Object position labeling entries
# # # # # # #
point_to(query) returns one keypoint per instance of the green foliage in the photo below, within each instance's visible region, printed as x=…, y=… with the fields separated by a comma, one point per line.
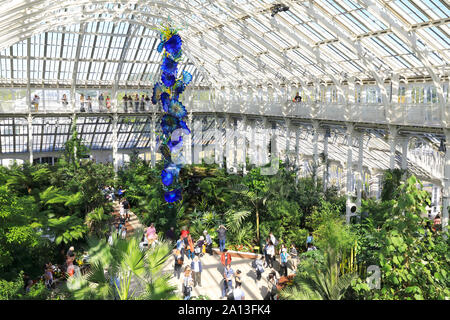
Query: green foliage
x=321, y=282
x=414, y=261
x=124, y=262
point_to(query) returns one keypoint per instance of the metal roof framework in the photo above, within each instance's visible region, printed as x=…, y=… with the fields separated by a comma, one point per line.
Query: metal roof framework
x=227, y=42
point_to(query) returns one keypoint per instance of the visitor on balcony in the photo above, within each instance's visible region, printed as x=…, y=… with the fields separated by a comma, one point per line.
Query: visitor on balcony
x=101, y=102
x=208, y=242
x=147, y=102
x=64, y=101
x=35, y=102
x=196, y=267
x=297, y=98
x=136, y=103
x=199, y=246
x=108, y=103
x=225, y=258
x=82, y=103
x=187, y=283
x=270, y=253
x=227, y=281
x=179, y=260
x=222, y=233
x=259, y=267
x=142, y=103
x=190, y=247
x=89, y=104
x=293, y=257
x=151, y=234
x=125, y=103
x=283, y=261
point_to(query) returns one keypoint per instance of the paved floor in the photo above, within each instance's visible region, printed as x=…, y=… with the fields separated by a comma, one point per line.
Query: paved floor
x=212, y=274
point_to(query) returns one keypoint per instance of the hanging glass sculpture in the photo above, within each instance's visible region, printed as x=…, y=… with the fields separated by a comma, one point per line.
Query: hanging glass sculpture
x=166, y=93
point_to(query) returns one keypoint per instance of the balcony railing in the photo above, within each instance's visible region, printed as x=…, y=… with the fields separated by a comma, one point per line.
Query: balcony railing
x=427, y=115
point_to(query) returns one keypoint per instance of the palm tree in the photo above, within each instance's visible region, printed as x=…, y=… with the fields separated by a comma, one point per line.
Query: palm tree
x=98, y=222
x=124, y=271
x=322, y=283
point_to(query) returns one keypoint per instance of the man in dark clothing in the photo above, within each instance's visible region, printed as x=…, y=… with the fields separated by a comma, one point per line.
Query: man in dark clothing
x=222, y=232
x=126, y=207
x=170, y=234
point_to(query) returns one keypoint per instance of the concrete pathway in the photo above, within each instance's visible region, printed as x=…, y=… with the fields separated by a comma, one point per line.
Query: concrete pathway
x=212, y=274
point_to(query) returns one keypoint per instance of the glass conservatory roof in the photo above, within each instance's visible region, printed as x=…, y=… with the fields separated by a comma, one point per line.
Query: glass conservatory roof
x=226, y=42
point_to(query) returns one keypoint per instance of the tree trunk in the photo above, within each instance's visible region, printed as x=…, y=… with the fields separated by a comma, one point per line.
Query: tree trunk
x=257, y=226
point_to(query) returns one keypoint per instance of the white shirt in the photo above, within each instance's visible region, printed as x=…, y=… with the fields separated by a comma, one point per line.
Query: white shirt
x=196, y=266
x=238, y=294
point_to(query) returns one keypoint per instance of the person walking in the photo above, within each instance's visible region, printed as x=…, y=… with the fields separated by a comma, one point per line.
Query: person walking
x=187, y=283
x=64, y=101
x=237, y=278
x=271, y=287
x=108, y=103
x=125, y=103
x=89, y=104
x=35, y=102
x=151, y=234
x=208, y=242
x=227, y=281
x=179, y=260
x=82, y=103
x=190, y=247
x=170, y=234
x=136, y=103
x=259, y=267
x=101, y=102
x=283, y=261
x=293, y=254
x=222, y=232
x=270, y=254
x=309, y=239
x=225, y=258
x=196, y=267
x=180, y=245
x=147, y=102
x=142, y=103
x=199, y=246
x=126, y=208
x=238, y=294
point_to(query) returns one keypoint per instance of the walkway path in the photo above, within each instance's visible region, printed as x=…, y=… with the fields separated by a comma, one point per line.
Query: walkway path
x=212, y=274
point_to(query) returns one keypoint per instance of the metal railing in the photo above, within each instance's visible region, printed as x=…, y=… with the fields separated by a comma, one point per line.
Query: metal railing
x=427, y=115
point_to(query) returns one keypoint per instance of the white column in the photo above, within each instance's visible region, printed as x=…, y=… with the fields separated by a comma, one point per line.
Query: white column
x=446, y=182
x=349, y=167
x=30, y=137
x=228, y=143
x=360, y=136
x=392, y=145
x=325, y=152
x=253, y=151
x=153, y=141
x=297, y=148
x=243, y=144
x=265, y=141
x=404, y=141
x=316, y=149
x=189, y=139
x=218, y=147
x=288, y=141
x=115, y=141
x=197, y=139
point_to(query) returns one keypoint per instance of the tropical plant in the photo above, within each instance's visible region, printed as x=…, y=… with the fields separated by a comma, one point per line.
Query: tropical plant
x=324, y=282
x=124, y=271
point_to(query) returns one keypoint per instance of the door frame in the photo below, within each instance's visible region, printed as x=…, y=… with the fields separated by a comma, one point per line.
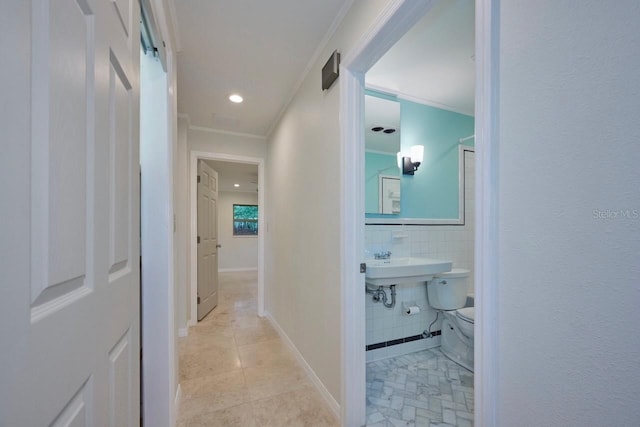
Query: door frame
x=194, y=156
x=395, y=20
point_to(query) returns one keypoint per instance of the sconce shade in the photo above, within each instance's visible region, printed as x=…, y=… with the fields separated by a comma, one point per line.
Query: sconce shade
x=410, y=163
x=417, y=153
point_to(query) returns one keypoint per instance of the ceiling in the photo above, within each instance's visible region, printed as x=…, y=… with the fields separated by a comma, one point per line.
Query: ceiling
x=259, y=49
x=230, y=173
x=434, y=62
x=383, y=113
x=263, y=51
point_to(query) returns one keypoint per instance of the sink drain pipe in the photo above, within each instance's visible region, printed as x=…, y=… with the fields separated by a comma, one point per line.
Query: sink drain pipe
x=380, y=295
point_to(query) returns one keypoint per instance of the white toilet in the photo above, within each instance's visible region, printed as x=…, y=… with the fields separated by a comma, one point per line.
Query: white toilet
x=448, y=292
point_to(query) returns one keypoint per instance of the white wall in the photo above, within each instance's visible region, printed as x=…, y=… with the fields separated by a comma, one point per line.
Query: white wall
x=181, y=207
x=303, y=212
x=569, y=288
x=237, y=252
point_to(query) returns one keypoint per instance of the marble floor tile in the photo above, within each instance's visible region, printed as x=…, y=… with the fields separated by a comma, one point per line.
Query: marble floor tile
x=235, y=370
x=419, y=389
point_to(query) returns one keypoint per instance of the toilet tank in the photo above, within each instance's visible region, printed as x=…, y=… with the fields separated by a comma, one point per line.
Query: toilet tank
x=448, y=291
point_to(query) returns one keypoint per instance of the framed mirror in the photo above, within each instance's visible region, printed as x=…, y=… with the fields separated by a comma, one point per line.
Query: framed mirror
x=435, y=193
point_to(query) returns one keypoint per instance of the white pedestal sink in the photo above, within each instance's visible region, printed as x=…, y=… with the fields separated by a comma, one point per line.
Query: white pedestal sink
x=396, y=271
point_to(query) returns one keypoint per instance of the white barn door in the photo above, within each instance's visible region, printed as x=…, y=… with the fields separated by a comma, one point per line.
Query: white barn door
x=207, y=239
x=72, y=356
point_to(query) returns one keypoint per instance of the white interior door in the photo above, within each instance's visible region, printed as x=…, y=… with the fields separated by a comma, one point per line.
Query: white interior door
x=72, y=357
x=207, y=239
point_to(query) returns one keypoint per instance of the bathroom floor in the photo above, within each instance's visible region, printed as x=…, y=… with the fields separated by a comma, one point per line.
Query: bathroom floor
x=235, y=370
x=422, y=389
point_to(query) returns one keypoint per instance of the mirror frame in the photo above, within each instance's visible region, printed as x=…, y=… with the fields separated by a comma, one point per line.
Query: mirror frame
x=434, y=221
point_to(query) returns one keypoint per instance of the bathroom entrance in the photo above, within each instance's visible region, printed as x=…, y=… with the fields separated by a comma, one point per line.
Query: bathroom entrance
x=403, y=234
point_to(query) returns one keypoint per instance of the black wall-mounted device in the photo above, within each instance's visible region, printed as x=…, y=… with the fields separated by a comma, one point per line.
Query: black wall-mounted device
x=331, y=70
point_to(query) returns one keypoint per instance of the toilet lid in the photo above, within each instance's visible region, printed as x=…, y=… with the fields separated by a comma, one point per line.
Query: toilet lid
x=468, y=314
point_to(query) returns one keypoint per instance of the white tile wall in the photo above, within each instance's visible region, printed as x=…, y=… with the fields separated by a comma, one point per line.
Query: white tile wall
x=450, y=242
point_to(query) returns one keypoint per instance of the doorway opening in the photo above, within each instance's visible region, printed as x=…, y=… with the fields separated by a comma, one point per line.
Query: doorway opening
x=393, y=23
x=223, y=161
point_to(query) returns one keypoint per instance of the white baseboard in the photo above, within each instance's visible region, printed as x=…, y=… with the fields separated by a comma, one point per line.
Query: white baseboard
x=176, y=404
x=333, y=404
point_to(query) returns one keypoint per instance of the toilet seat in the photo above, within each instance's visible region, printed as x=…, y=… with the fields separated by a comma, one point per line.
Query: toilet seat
x=466, y=314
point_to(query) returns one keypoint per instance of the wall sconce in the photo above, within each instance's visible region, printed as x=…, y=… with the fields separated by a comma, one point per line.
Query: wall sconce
x=409, y=163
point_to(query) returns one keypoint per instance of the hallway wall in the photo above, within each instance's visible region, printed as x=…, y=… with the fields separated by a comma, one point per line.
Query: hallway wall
x=303, y=211
x=569, y=213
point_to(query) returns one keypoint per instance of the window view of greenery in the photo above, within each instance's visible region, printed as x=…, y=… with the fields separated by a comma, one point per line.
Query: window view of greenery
x=245, y=220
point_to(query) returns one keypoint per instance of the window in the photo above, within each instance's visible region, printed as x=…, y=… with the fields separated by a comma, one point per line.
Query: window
x=245, y=220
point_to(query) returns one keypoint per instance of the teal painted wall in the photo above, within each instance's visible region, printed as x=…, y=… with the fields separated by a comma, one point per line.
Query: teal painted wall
x=433, y=191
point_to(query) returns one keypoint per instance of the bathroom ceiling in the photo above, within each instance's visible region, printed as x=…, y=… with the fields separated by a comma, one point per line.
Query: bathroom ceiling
x=434, y=62
x=259, y=49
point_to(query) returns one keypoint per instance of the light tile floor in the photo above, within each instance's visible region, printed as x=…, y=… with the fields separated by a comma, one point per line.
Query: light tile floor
x=236, y=371
x=422, y=389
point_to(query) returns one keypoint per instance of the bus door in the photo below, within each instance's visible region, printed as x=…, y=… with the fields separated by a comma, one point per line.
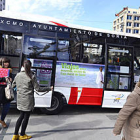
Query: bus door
x=118, y=80
x=41, y=51
x=43, y=68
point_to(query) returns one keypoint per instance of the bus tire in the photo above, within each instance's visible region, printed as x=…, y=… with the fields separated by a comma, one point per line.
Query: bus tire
x=56, y=105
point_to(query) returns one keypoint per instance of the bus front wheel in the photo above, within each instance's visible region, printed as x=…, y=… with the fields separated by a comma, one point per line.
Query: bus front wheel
x=56, y=105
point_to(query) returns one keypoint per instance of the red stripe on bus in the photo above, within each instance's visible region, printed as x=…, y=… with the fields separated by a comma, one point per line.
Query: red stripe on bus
x=73, y=95
x=89, y=96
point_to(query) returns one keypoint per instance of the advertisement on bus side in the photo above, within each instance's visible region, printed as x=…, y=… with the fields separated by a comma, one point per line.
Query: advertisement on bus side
x=72, y=74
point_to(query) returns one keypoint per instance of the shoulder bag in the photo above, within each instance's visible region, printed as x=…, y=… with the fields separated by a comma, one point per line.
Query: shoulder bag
x=9, y=94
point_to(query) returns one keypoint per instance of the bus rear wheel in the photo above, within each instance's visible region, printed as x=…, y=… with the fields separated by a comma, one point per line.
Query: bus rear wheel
x=56, y=105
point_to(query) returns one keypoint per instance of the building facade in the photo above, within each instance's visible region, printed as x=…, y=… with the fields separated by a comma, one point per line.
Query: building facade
x=2, y=5
x=128, y=21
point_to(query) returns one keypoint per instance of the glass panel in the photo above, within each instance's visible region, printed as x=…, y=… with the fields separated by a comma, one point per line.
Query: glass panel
x=43, y=77
x=118, y=69
x=12, y=45
x=41, y=63
x=93, y=53
x=39, y=46
x=64, y=51
x=68, y=50
x=120, y=56
x=115, y=81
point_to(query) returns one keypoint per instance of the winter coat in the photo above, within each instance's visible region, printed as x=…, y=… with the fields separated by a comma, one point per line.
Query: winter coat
x=3, y=99
x=25, y=90
x=129, y=117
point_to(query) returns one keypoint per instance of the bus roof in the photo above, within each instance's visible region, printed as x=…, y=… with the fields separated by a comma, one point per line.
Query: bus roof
x=54, y=21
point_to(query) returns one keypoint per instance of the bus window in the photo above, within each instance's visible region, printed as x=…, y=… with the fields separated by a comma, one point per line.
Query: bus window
x=93, y=53
x=63, y=53
x=68, y=51
x=11, y=44
x=119, y=68
x=35, y=46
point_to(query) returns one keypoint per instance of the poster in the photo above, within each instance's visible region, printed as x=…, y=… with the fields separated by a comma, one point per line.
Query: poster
x=115, y=99
x=43, y=75
x=72, y=74
x=39, y=46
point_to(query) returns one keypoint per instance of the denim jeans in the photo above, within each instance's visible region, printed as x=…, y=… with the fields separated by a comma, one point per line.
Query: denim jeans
x=5, y=110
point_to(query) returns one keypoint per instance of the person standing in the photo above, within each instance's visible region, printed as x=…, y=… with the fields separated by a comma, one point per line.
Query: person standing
x=99, y=79
x=25, y=98
x=129, y=117
x=5, y=63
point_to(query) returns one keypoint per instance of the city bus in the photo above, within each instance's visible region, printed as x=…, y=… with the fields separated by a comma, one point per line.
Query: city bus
x=69, y=57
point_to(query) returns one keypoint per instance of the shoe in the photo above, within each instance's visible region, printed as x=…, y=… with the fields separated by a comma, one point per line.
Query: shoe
x=3, y=124
x=24, y=137
x=15, y=137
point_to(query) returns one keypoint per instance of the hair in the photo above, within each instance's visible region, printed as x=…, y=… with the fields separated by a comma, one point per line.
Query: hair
x=5, y=60
x=27, y=66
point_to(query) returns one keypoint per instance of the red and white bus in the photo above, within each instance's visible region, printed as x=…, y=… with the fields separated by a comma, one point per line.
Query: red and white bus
x=69, y=57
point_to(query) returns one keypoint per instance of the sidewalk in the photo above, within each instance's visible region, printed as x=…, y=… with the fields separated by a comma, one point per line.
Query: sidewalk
x=87, y=126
# # # # # # #
### STATED TASK
Copy the lines from the beginning through the one containing "x=166, y=93", swapping every "keypoint" for "marker" and leaving everything else as it is. Leave the pictures out.

### RESULT OF THIS TASK
point_to(query) returns one marker per instance of the green foliage in the photo below, within each instance's visible region, printed as x=…, y=… with the fields separated by a comma, one point per line.
Query: green foliage
x=321, y=282
x=414, y=261
x=124, y=262
point_to(query) returns one marker per instance of the metal roof framework in the photo above, within each instance's visible region, printed as x=…, y=… with the fields separated by a comma, one point per line.
Query: metal roof framework
x=227, y=42
point_to(query) returns one marker per instance of the visitor on balcony in the photo above, within each instance's visible region, printed as x=…, y=… with the fields separated by a comma, one point per line.
Query: visitor on balcony
x=101, y=102
x=208, y=242
x=147, y=102
x=64, y=101
x=35, y=102
x=196, y=267
x=297, y=98
x=136, y=103
x=199, y=246
x=108, y=103
x=225, y=258
x=82, y=103
x=187, y=283
x=270, y=253
x=227, y=281
x=179, y=260
x=222, y=233
x=259, y=267
x=142, y=103
x=190, y=247
x=89, y=104
x=293, y=257
x=151, y=234
x=125, y=103
x=283, y=261
point_to(query) returns one marker per instance of the paved floor in the photo above, within each instance's visible region, printed as x=…, y=… with the fields separated by a comma, one point per line.
Query: paved floor
x=212, y=274
point_to(query) returns one marker per instance of the hanging glass sculpture in the photo above, within each instance's visible region, printed as x=…, y=… with the fields separated by a comma, one point per line.
Query: hanging glass sculpture
x=166, y=93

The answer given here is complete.